[Required work]: Please repeat the rows below exactly, line for line, covering all of them, and leave the pictures out of your answer.

[Recorded data]:
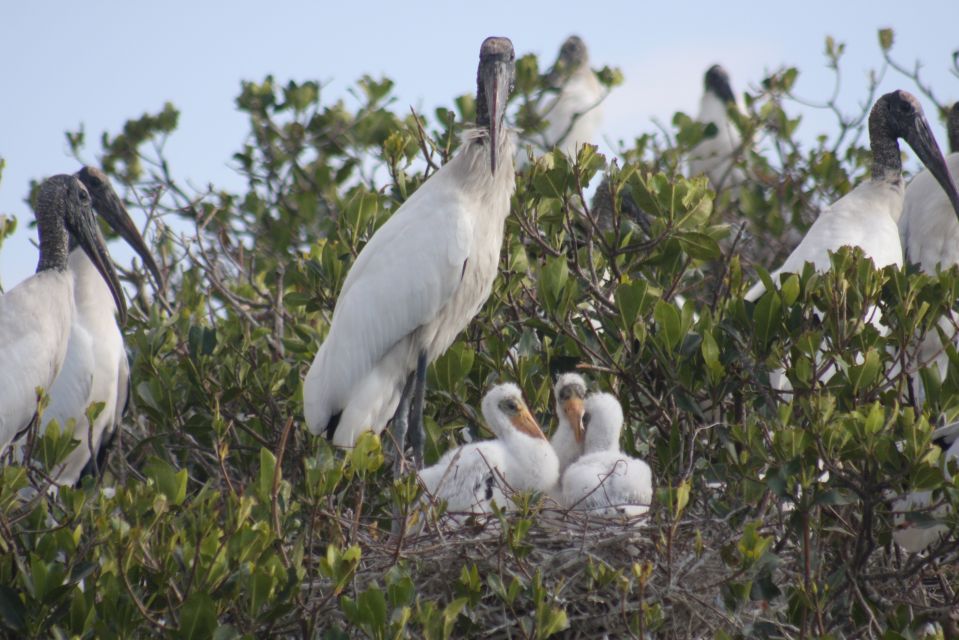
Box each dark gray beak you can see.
[65,188,127,324]
[77,167,163,289]
[905,113,959,225]
[483,60,513,175]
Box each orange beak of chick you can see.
[563,397,586,444]
[510,407,546,440]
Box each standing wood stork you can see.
[746,90,959,300]
[892,423,959,553]
[562,393,653,517]
[689,64,746,191]
[899,102,959,390]
[0,175,126,453]
[20,167,162,485]
[538,36,606,158]
[549,373,586,473]
[303,37,515,469]
[419,383,559,513]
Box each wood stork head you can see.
[546,36,589,89]
[553,373,586,444]
[482,383,546,440]
[583,393,623,453]
[869,89,959,224]
[703,64,736,104]
[77,167,163,288]
[946,102,959,153]
[36,174,127,322]
[476,36,516,175]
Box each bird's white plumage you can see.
[541,61,605,157]
[746,176,903,300]
[549,373,586,473]
[689,89,746,191]
[899,152,959,273]
[0,269,75,453]
[899,152,959,396]
[419,384,559,513]
[303,131,515,447]
[562,393,653,516]
[29,249,129,485]
[892,424,959,553]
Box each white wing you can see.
[0,270,74,453]
[746,180,902,300]
[562,451,653,515]
[419,440,509,513]
[899,153,959,273]
[303,159,473,433]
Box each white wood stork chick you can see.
[419,383,559,513]
[561,393,653,517]
[550,373,586,473]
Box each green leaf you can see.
[179,591,217,640]
[676,231,722,260]
[753,291,782,348]
[144,458,188,505]
[653,300,682,351]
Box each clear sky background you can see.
[0,0,959,289]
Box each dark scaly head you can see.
[476,37,516,175]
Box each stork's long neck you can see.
[869,117,902,182]
[37,209,69,273]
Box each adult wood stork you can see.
[892,423,959,553]
[746,90,959,300]
[537,36,606,157]
[689,64,746,191]
[549,373,586,473]
[0,175,126,452]
[303,37,515,468]
[899,102,959,388]
[419,383,559,513]
[561,393,653,517]
[20,167,162,485]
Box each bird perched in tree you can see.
[534,36,606,162]
[550,373,586,473]
[561,393,653,517]
[419,383,559,513]
[0,175,126,453]
[746,90,959,300]
[689,64,746,191]
[303,37,515,468]
[21,167,162,485]
[899,102,959,396]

[Answer to the problem]:
Box each dark gray beak you can see.
[65,188,127,324]
[77,167,163,289]
[905,113,959,225]
[483,60,513,175]
Box each orange beak of chick you can see.
[563,397,586,444]
[510,407,546,440]
Box each standing wood stork you can see.
[746,90,959,300]
[892,423,959,553]
[562,393,653,517]
[689,64,746,191]
[899,102,959,390]
[0,175,126,453]
[20,167,162,485]
[538,36,606,158]
[549,373,586,473]
[303,37,515,469]
[419,383,559,513]
Box each wood stork head you can see.
[546,36,589,89]
[553,373,586,444]
[482,383,546,440]
[583,393,623,453]
[869,89,959,224]
[703,64,736,104]
[77,167,163,288]
[946,102,959,153]
[36,174,127,322]
[476,36,516,175]
Box each bird's white plumage you can see.
[541,61,605,157]
[746,176,903,300]
[549,373,586,473]
[689,89,746,191]
[899,152,959,273]
[0,269,75,453]
[899,152,959,396]
[419,384,559,513]
[303,131,515,447]
[562,393,653,516]
[29,249,129,485]
[892,424,959,553]
Box each white wing you can see.
[0,270,74,453]
[746,180,902,300]
[562,451,653,515]
[419,440,509,513]
[899,153,959,273]
[303,159,473,433]
Box each white wood stork chick you can see.
[419,383,559,513]
[561,393,653,517]
[550,373,586,473]
Box each green leaf you can see.
[179,591,217,640]
[676,231,722,260]
[753,291,782,348]
[144,458,188,505]
[653,300,682,351]
Box each clear sky background you can see.
[0,0,959,289]
Box each dark scaly head you can see.
[476,37,516,175]
Box each stork's long neck you can see.
[869,117,902,182]
[37,209,69,273]
Box each adult wood stork you can see.
[892,423,959,553]
[746,90,959,300]
[537,36,606,157]
[689,64,746,191]
[549,373,586,473]
[0,175,126,452]
[303,37,515,468]
[899,102,959,388]
[419,383,559,513]
[561,393,653,517]
[20,167,162,485]
Box each bird perched in tree you can see.
[534,36,606,162]
[550,373,586,473]
[561,393,653,517]
[419,383,559,513]
[0,175,126,453]
[746,90,959,300]
[689,64,746,191]
[303,37,515,468]
[21,167,162,485]
[899,102,959,396]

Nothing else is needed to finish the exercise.